→ **SET EXERCISE A**
The Heron stream manager optimization text below names the key observations drawn from profiling with the Perf tool. List the name of each one.

-- DOCUMENT SECTION start --

Our motivation for optimizations were to reduce the cost and improve the overall performance of Heron. On investigation, we identified that improving the stream manager performance directly impacts the overall performance of the topology since it is in the path of all tuple communications.

We tested the performance using the Word Count Topology running locally on a single machine. To understand key bottlenecks in the stream manager, we used the Perf tool in CentOS. This tool gave us visibility into how much time was spent in each function call. Based on this, we identified the following key observations:

  • Repeated Serialization - A tuple is represented as a collection of plain old Java objects. The Java objects are converted into byte arrays using either Kryo or Java serialization. The byte arrays are again serialized when included in a protocol buffers object used for data exchange between stream managers and Heron instances.
  • Eager Deserialization - The stream manager is responsible for receiving and routing protocol buffer tuples. When it receives a tuple, it eagerly deserializes it into a C++ object.
  • Immutability - To simplify the implementation and reasoning, stream manager does not reuse any protobuf objects. For each message received, it uses the malloc allocator to allocate a protobuf object, which it then releases back to the allocator once the operation is completed. Instead of modifying the protobuf in place, it copies the contents to a newly allocated message, makes the modification on the new message and releases the old one.

Furthermore, profiling provided a detailed breakdown on how much time was spent on those aspects that are as follows:

  • ~17% of the CPU is used to create/delete a protobuf object from memory allocator (not including those protobuf objects allocated on stack).
  • ~15% of the CPU is used to copy a new protobuf object instead of updating one in place.
  • ~18% of the CPU is used to eagerly deserialize a protobuf message, despite the fact that eager deserialization is not needed; instead we could just handle the byte array.

Based on these observations, we refactored the stream manager as follows and re-tested:

  • Added a separate memory pool for each type of protobuf message thereby reducing the expensive cost to create/delete a protobuf message.
  • Changed an internal data structure that caches tuples from std::list to std::deque to facilitate preallocation of protobuf messages.
  • Optimized away the code that was duplicating the protobuf message to do in-place update whenever possible.
  • When a stream manager receives a message from another stream manager, instead of eagerly deserializing the inner tuple message, it now transfers the underlying serialized byte array directly to the instance.

-- DOCUMENT SECTION end --
-- INFORMATION SUPPLIED start --

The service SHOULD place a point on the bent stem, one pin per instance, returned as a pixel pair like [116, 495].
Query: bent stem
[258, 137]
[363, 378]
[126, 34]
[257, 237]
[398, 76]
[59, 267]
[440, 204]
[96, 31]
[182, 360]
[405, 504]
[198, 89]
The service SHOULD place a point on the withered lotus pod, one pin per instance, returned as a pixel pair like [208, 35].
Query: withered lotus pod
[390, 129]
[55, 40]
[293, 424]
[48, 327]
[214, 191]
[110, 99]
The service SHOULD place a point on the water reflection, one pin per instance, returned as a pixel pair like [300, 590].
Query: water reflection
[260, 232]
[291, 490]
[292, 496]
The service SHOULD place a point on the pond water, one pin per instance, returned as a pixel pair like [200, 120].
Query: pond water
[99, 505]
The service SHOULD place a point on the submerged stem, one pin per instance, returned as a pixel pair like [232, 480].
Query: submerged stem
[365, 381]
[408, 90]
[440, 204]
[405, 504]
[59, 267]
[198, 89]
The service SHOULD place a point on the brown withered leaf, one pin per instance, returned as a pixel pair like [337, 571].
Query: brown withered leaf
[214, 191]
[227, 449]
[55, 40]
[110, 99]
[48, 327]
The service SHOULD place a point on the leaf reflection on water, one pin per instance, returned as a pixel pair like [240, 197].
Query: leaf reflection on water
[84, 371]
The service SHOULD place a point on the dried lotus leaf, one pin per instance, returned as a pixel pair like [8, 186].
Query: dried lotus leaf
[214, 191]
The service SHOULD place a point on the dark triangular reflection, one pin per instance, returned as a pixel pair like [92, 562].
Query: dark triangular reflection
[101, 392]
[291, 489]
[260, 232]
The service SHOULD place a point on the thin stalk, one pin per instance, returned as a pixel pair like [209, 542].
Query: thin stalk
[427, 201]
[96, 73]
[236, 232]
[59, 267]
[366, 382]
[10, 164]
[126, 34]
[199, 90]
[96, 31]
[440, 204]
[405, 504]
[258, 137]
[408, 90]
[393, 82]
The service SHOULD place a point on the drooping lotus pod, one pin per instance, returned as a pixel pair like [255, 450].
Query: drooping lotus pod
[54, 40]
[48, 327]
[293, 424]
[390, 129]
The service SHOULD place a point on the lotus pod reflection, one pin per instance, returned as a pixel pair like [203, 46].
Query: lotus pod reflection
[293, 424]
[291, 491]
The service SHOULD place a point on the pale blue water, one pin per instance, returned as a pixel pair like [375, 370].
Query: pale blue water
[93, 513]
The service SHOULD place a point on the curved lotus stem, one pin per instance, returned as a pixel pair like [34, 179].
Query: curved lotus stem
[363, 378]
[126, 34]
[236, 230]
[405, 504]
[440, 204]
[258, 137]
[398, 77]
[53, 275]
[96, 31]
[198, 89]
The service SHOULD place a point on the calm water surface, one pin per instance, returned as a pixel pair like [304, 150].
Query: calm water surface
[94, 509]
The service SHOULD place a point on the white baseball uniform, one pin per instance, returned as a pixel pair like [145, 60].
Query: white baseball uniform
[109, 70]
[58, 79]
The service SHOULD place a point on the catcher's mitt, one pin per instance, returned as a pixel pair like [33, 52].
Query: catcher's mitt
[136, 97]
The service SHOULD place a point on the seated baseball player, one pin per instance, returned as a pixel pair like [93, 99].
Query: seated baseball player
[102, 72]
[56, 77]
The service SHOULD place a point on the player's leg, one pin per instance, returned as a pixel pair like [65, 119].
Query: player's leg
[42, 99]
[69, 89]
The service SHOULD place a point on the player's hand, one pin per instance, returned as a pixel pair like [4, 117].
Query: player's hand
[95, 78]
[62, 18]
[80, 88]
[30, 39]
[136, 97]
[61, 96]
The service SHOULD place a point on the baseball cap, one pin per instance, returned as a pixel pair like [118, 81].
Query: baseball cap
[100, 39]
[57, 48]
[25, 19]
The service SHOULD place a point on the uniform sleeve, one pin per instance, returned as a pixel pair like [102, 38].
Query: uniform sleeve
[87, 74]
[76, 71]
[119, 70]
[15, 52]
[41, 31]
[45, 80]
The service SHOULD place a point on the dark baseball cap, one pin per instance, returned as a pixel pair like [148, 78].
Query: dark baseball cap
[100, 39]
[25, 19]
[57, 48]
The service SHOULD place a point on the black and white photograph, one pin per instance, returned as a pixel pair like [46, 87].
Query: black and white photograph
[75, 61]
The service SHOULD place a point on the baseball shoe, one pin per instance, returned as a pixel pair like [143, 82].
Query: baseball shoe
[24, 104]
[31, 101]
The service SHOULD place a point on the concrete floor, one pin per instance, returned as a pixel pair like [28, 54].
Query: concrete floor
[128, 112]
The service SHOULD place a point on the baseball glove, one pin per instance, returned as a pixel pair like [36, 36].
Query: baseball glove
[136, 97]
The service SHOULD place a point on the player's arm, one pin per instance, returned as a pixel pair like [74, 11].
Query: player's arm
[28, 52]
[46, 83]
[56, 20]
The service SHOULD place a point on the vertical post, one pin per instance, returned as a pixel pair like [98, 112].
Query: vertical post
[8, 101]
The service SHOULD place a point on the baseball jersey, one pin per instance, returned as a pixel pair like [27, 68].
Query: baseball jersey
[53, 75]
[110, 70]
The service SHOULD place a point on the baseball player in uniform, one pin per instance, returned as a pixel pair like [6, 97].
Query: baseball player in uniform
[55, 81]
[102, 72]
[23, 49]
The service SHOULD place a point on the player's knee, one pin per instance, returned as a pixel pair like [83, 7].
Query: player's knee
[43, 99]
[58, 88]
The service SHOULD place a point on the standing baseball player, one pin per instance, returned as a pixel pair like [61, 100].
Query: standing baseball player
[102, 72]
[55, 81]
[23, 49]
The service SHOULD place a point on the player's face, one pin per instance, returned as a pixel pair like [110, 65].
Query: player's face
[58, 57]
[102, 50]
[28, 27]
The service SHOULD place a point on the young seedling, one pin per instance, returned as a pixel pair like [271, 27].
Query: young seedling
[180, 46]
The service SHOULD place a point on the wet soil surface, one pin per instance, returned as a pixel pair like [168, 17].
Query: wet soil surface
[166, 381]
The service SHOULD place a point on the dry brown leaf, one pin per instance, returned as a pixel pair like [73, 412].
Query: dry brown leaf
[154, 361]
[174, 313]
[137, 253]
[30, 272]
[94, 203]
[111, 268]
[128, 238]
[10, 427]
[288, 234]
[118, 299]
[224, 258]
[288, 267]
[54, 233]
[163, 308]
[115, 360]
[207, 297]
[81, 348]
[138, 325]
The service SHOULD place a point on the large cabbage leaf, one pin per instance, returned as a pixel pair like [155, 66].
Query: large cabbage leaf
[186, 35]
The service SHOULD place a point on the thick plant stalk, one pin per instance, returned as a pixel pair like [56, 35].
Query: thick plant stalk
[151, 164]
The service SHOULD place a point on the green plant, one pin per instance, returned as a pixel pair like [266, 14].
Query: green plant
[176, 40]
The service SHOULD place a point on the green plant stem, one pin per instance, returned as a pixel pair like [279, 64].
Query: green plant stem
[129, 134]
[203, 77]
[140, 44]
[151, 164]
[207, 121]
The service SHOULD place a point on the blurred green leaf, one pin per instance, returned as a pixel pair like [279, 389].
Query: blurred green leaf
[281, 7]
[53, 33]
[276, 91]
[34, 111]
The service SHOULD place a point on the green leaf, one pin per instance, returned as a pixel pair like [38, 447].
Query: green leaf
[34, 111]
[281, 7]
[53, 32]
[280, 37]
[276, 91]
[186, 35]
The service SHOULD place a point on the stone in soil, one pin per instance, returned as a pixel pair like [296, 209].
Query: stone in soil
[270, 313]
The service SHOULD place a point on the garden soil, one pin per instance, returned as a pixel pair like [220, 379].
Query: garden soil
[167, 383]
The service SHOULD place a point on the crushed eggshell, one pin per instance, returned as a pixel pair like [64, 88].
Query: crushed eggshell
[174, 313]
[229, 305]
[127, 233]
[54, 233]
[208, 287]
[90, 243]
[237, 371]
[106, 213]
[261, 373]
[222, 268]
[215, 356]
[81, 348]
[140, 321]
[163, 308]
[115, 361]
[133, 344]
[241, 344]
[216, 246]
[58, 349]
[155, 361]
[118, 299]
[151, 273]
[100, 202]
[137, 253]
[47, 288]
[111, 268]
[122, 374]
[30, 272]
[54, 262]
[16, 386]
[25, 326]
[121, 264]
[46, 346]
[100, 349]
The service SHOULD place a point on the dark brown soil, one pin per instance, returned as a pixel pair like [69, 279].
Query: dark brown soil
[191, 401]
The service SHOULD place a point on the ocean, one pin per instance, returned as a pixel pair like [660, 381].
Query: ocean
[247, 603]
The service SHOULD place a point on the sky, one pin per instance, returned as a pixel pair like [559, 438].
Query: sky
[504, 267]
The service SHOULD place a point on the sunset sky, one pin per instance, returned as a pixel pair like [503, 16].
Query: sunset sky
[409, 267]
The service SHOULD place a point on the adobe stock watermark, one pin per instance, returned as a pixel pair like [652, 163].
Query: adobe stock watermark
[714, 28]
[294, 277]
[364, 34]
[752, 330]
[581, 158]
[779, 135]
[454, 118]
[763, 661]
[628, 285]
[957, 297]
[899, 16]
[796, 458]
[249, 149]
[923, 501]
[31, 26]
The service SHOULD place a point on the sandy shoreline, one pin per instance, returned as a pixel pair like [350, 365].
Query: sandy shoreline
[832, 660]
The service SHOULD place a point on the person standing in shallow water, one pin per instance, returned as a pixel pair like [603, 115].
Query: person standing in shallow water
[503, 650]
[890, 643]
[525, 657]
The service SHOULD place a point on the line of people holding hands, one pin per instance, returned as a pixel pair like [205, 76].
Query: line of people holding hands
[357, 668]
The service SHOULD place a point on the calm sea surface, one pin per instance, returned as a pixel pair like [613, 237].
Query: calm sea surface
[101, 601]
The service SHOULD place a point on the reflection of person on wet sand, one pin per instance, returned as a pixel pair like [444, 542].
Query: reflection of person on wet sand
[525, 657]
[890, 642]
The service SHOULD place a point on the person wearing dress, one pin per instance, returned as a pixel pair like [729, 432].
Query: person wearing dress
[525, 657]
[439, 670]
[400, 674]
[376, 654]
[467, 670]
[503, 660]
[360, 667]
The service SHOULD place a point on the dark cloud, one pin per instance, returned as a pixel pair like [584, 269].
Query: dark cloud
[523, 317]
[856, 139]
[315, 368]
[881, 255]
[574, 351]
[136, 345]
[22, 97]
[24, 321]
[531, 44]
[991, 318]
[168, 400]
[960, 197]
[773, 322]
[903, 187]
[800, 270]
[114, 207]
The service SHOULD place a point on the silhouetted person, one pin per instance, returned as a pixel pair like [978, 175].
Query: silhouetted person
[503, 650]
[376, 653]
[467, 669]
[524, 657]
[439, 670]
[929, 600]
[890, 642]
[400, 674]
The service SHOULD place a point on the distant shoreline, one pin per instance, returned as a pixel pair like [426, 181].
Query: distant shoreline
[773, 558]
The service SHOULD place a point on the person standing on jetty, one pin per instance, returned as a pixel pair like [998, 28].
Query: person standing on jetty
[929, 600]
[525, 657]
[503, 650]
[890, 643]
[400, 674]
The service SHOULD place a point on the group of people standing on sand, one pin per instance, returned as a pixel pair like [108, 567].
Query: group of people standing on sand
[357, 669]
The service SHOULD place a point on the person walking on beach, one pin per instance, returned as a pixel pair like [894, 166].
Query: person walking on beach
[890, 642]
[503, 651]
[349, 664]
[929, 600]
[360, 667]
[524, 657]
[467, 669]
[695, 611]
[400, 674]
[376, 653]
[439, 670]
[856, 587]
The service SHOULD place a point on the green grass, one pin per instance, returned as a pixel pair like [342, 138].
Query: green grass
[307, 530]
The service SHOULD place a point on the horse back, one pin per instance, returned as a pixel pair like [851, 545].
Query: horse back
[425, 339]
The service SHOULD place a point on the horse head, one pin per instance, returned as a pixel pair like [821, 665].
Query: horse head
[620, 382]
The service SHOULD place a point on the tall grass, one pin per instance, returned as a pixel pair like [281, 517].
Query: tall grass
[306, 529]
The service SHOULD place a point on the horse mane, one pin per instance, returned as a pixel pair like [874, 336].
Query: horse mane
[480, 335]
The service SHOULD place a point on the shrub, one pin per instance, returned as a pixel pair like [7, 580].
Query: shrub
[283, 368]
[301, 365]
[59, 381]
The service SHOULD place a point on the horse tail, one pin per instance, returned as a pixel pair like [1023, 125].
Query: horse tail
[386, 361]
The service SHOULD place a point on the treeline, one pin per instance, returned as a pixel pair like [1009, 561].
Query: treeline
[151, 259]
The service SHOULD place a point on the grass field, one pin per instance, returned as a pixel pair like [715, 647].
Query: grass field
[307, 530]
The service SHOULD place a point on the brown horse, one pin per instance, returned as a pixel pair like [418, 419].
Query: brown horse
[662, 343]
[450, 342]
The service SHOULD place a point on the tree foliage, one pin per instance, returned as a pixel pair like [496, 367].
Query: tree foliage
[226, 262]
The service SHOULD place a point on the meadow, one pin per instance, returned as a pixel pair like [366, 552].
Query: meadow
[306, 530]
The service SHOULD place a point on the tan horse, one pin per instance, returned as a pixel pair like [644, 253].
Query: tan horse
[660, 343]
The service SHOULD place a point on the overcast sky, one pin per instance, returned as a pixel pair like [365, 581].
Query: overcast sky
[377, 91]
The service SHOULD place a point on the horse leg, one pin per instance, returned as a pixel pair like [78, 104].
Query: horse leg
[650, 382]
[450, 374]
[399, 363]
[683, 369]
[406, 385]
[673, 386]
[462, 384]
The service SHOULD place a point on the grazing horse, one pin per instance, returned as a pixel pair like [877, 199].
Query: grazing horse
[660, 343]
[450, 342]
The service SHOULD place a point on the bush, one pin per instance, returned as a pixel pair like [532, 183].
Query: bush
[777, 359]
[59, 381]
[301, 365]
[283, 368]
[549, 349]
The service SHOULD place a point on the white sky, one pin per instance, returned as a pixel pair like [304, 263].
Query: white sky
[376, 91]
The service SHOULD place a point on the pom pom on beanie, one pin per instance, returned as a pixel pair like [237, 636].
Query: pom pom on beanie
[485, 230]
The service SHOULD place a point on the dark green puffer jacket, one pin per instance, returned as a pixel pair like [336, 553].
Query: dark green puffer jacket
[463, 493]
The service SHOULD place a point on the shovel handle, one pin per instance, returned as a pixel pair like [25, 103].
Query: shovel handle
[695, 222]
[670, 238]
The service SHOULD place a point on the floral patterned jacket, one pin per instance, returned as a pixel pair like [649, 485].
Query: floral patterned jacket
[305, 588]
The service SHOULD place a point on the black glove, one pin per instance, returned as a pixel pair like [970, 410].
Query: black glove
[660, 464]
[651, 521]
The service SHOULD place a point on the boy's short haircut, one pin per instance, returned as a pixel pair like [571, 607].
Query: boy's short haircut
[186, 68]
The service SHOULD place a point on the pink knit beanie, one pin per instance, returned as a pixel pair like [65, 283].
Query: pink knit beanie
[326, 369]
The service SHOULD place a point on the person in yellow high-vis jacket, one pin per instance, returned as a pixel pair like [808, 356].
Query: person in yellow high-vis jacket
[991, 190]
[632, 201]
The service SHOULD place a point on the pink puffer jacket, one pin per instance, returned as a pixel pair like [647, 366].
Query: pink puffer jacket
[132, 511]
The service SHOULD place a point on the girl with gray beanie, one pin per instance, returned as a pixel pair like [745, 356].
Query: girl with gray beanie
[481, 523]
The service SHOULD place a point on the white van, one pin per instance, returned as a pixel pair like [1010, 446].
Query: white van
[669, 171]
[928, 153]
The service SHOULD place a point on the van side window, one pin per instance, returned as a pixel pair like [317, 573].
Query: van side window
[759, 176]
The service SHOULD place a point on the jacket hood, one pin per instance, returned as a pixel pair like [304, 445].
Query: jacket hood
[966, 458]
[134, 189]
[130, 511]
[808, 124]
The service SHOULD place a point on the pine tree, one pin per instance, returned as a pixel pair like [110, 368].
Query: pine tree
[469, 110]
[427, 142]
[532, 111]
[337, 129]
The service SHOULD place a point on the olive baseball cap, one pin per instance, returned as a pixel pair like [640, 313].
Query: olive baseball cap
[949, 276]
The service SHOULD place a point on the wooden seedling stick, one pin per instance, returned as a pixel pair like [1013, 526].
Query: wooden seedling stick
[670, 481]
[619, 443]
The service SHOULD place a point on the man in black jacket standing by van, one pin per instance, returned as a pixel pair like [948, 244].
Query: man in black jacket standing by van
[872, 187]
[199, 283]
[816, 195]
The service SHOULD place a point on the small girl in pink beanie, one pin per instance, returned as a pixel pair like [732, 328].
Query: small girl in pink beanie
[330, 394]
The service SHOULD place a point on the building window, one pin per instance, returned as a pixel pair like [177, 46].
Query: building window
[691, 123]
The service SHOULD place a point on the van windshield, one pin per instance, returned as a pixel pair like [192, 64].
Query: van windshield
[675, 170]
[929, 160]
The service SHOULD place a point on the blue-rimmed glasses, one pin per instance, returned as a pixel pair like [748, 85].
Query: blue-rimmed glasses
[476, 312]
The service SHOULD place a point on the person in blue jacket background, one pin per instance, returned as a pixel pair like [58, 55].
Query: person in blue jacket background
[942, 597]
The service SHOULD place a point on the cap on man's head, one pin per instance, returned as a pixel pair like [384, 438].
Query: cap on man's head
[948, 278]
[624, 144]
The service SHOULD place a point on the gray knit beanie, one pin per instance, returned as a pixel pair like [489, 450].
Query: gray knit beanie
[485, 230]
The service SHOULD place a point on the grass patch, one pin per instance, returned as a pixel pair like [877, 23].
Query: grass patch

-- INFORMATION SUPPLIED end --

→ **SET EXERCISE B**
How many lines of the listing above contain the string "gray"? Case counts. Reply with the number only.

→ **EXERCISE RESPONSE A**
Repeated Serialization
Eager Deserialization
Immutability

→ **EXERCISE RESPONSE B**
4